Your objective.
Images excluded, return every record exactly as it reads.

Dataset records.
══════════

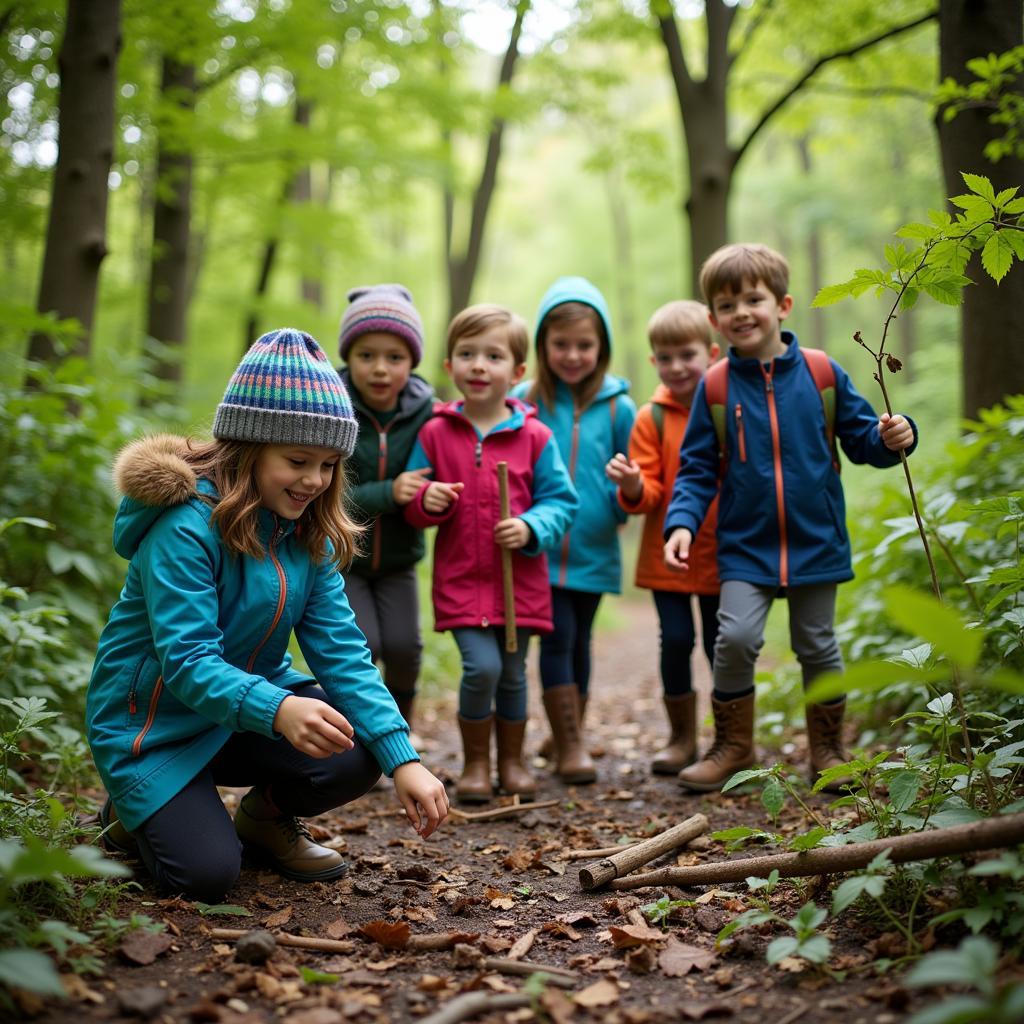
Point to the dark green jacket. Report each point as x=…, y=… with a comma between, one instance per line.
x=381, y=454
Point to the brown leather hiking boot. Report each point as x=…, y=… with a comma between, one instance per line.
x=547, y=749
x=474, y=785
x=285, y=844
x=681, y=749
x=562, y=706
x=511, y=772
x=115, y=838
x=824, y=742
x=731, y=752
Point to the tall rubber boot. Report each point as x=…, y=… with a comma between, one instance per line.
x=824, y=742
x=562, y=706
x=681, y=749
x=474, y=785
x=511, y=772
x=731, y=752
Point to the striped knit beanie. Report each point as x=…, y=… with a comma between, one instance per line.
x=285, y=391
x=387, y=308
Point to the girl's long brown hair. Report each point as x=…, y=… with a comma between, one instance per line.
x=545, y=384
x=230, y=467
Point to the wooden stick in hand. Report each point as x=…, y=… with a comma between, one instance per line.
x=511, y=642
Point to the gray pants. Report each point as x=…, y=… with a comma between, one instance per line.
x=387, y=609
x=741, y=615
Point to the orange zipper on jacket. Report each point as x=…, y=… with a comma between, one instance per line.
x=776, y=451
x=563, y=567
x=738, y=412
x=158, y=688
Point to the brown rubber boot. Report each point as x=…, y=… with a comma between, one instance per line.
x=824, y=742
x=474, y=785
x=511, y=772
x=731, y=752
x=284, y=844
x=562, y=706
x=682, y=747
x=547, y=749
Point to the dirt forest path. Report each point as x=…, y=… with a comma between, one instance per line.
x=498, y=884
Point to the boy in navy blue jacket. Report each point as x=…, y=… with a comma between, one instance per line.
x=781, y=518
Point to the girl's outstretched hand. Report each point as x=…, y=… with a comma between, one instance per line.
x=423, y=797
x=313, y=726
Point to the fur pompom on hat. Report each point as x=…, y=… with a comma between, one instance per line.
x=285, y=391
x=387, y=308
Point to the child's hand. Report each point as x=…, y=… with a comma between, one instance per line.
x=511, y=534
x=896, y=432
x=423, y=797
x=407, y=485
x=440, y=496
x=627, y=474
x=677, y=549
x=312, y=726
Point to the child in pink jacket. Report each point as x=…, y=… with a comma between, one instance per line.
x=486, y=355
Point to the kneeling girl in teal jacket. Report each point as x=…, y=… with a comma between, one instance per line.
x=231, y=545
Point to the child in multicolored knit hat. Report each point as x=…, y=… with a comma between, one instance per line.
x=231, y=545
x=381, y=340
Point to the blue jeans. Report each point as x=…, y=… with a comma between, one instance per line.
x=189, y=845
x=493, y=679
x=675, y=613
x=565, y=651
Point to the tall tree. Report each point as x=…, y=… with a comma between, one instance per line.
x=992, y=355
x=76, y=232
x=705, y=107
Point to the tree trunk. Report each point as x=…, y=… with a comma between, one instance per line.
x=76, y=233
x=992, y=356
x=168, y=299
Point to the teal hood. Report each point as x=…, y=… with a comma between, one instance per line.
x=574, y=290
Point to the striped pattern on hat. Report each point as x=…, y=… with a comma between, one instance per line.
x=387, y=308
x=285, y=391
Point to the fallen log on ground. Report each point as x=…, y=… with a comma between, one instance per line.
x=632, y=857
x=989, y=834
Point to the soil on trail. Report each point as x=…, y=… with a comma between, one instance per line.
x=497, y=884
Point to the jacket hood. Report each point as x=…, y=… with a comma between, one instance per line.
x=153, y=474
x=414, y=395
x=519, y=412
x=574, y=290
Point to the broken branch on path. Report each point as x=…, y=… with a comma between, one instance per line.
x=501, y=812
x=989, y=834
x=634, y=856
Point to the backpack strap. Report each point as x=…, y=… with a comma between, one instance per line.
x=716, y=391
x=823, y=374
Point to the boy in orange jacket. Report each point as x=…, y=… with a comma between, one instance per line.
x=682, y=350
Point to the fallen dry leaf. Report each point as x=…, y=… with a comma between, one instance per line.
x=390, y=935
x=143, y=947
x=678, y=958
x=279, y=918
x=634, y=935
x=601, y=993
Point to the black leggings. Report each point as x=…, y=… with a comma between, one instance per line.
x=189, y=845
x=565, y=652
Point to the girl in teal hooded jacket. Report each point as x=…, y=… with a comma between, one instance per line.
x=591, y=415
x=232, y=545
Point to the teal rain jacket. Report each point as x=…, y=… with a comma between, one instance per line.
x=196, y=647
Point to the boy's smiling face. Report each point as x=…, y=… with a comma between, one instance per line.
x=751, y=320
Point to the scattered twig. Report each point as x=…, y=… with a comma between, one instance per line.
x=633, y=857
x=463, y=1008
x=558, y=976
x=501, y=812
x=985, y=835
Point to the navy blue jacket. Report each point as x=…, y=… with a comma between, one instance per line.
x=781, y=515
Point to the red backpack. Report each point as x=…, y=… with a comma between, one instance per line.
x=823, y=374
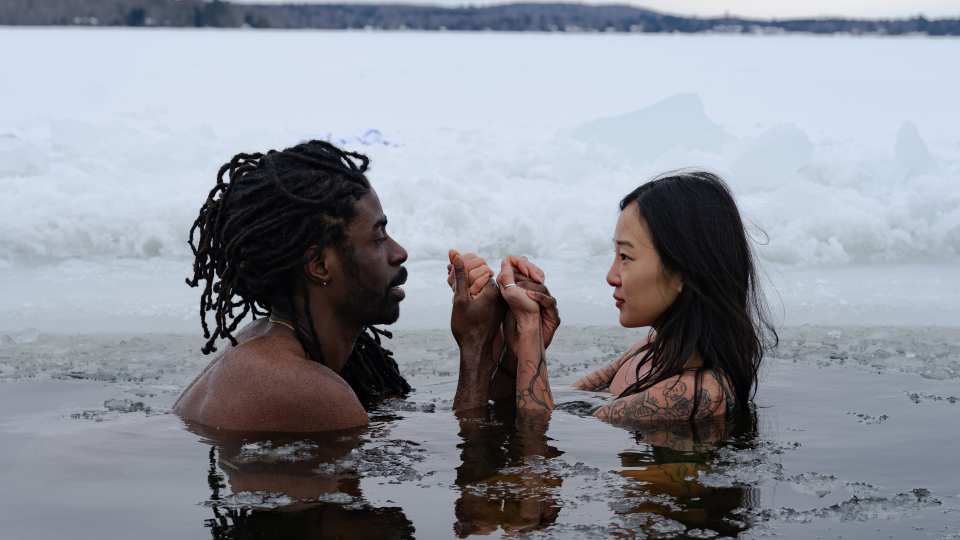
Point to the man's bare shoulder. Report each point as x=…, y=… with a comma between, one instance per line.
x=265, y=384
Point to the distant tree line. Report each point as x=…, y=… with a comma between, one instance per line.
x=507, y=17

══════════

Response area.
Point to the dark green jacket. Report each point as x=…, y=… with a comma between, one instance per line.
x=381, y=454
Point to the brown leather hiking boot. Report each point as x=…, y=… with a comma between, one instance per line.
x=547, y=749
x=474, y=785
x=285, y=844
x=681, y=749
x=562, y=706
x=511, y=772
x=115, y=838
x=824, y=742
x=731, y=752
Point to the tall rubber boot. Report each point as x=…, y=… with a comma between, one instance per line.
x=824, y=742
x=562, y=706
x=681, y=749
x=474, y=785
x=511, y=772
x=731, y=752
Point to the striped knit beanie. Report each point as x=…, y=… with a comma between, one instance per line.
x=285, y=391
x=387, y=308
Point to the girl's long brown hair. Report each point as x=…, y=… with a comma between, one instance per line.
x=545, y=384
x=230, y=467
Point to the wooden stick in hand. Report each point as x=…, y=… with a comma between, one instance per line.
x=511, y=642
Point to the gray pants. Report each point as x=…, y=… with a comma between, one instance per line.
x=387, y=609
x=741, y=615
Point to the orange zipper on jacket. Report each point as x=…, y=… with a comma between, one instance per line.
x=776, y=451
x=563, y=567
x=738, y=412
x=158, y=688
Point to the brown rubber boot. Report each point as x=…, y=… with a comma between, one instance per line.
x=824, y=742
x=474, y=785
x=511, y=772
x=731, y=752
x=284, y=844
x=562, y=706
x=682, y=747
x=547, y=749
Point to the dirt forest path. Report each point as x=…, y=… with a comma between, one instance per line.
x=498, y=884
Point to the boy in navy blue jacket. Report each point as x=…, y=… with a comma between, one instance per line.
x=781, y=518
Point to the girl's outstretched hand. Report each point as x=…, y=… with a comma between, one instance per line.
x=423, y=797
x=313, y=726
Point to the fur pompom on hat. Report each point as x=…, y=… with a comma between, one instance per line.
x=285, y=391
x=387, y=308
Point to the child's hand. Report each point as x=…, y=… with a comma between, one instance per line.
x=511, y=534
x=896, y=432
x=423, y=797
x=407, y=485
x=440, y=496
x=627, y=474
x=677, y=549
x=312, y=726
Point to the child in pink jacket. Report each point as x=…, y=… with a comma between, one instance per line.
x=486, y=355
Point to the kneeling girl in teal jacket. Report each point as x=…, y=… with a comma between, one instance per line.
x=231, y=545
Point to the child in multicolored knit hat. Report each point as x=…, y=… with a comma between, one instance per line.
x=231, y=545
x=381, y=340
Point to the blue jeans. Report each point as x=…, y=… with a comma between, one instance per line.
x=189, y=845
x=493, y=679
x=675, y=613
x=565, y=651
Point to the tall tree. Report each point as x=…, y=… with a comma between, one instance per line.
x=992, y=355
x=76, y=232
x=705, y=107
Point to the tree trunk. Report each point as x=…, y=… with a comma between, one instance per line.
x=76, y=233
x=992, y=356
x=168, y=299
Point to the teal hood. Report each point as x=…, y=… with a comma between, one instance per line.
x=574, y=290
Point to the striped pattern on hat. Report each point as x=…, y=… with a comma between, one instance per line.
x=387, y=308
x=285, y=391
Point to the fallen log on ground. Report each point as x=…, y=… with a comma between, one instance per line.
x=632, y=857
x=989, y=834
Point to the soil on trail. Report each point as x=…, y=… with a comma between, one instance per line.
x=497, y=884
Point to the jacket hood. Report each point as x=…, y=… with a comma between, one instance per line.
x=153, y=474
x=414, y=395
x=519, y=412
x=574, y=290
Point to the broken branch on path. Report each point as x=…, y=… with a comma between, one instance per line.
x=501, y=812
x=989, y=834
x=634, y=856
Point to the backpack strap. Report each point as x=…, y=… with a comma between, one instance per line.
x=716, y=391
x=823, y=374
Point to the boy in orange jacket. Report each point as x=…, y=… with a comma between, one instance per line.
x=682, y=350
Point to the fallen dry leaf. Report each point as x=…, y=… with a comma between, one instance per line.
x=390, y=935
x=143, y=947
x=678, y=958
x=279, y=918
x=634, y=935
x=601, y=993
Point to the black leggings. Report each point as x=…, y=… with a comma between, one instance per line.
x=189, y=845
x=565, y=652
Point to the girl in teal hooded jacket. Report each point as x=…, y=… with a comma between, one instance per line.
x=591, y=415
x=232, y=545
Point to the teal rain jacket. Report each point as x=…, y=… with a comma between, one instance per line.
x=196, y=647
Point to the boy's smiling face. Report each point as x=…, y=… with a comma between, one instance per line.
x=751, y=320
Point to the scattered twig. Report each point as x=…, y=… with a comma between, one instance per line.
x=633, y=857
x=463, y=1008
x=558, y=976
x=501, y=812
x=985, y=835
Point to the navy blue jacket. Report each point as x=…, y=… with a comma between, one instance per line.
x=781, y=515
Point to the red backpack. Report each point as x=…, y=… with a comma between, one instance per line.
x=823, y=374
Point to the man's bare shoulder. Report each point as x=…, y=… with a comma between, one instance per line.
x=265, y=384
Point to the distant tree line. Report each point as x=…, y=… with a comma between, one instance per line.
x=507, y=17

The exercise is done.